Instructions for the task
Print every one of the entries below word for word, but leave the pictures out.

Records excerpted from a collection
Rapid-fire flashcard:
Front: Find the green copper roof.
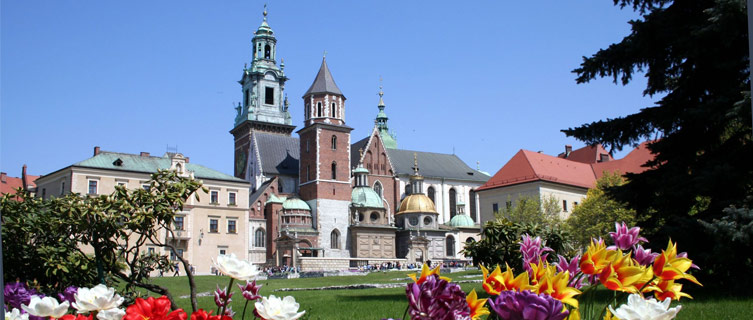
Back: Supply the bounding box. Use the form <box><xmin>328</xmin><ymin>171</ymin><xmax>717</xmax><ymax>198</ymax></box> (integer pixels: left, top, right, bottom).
<box><xmin>74</xmin><ymin>151</ymin><xmax>247</xmax><ymax>183</ymax></box>
<box><xmin>350</xmin><ymin>187</ymin><xmax>384</xmax><ymax>208</ymax></box>
<box><xmin>282</xmin><ymin>198</ymin><xmax>311</xmax><ymax>211</ymax></box>
<box><xmin>450</xmin><ymin>214</ymin><xmax>476</xmax><ymax>227</ymax></box>
<box><xmin>264</xmin><ymin>193</ymin><xmax>286</xmax><ymax>205</ymax></box>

Answer to this task
Rapid-fire flashcard:
Front: Find the green copper roof.
Back: Supply the bounding box. Use the form <box><xmin>328</xmin><ymin>171</ymin><xmax>717</xmax><ymax>198</ymax></box> (integer pixels: left, top, right, bottom).
<box><xmin>74</xmin><ymin>151</ymin><xmax>247</xmax><ymax>183</ymax></box>
<box><xmin>350</xmin><ymin>187</ymin><xmax>384</xmax><ymax>208</ymax></box>
<box><xmin>282</xmin><ymin>198</ymin><xmax>311</xmax><ymax>211</ymax></box>
<box><xmin>450</xmin><ymin>214</ymin><xmax>476</xmax><ymax>227</ymax></box>
<box><xmin>264</xmin><ymin>193</ymin><xmax>286</xmax><ymax>205</ymax></box>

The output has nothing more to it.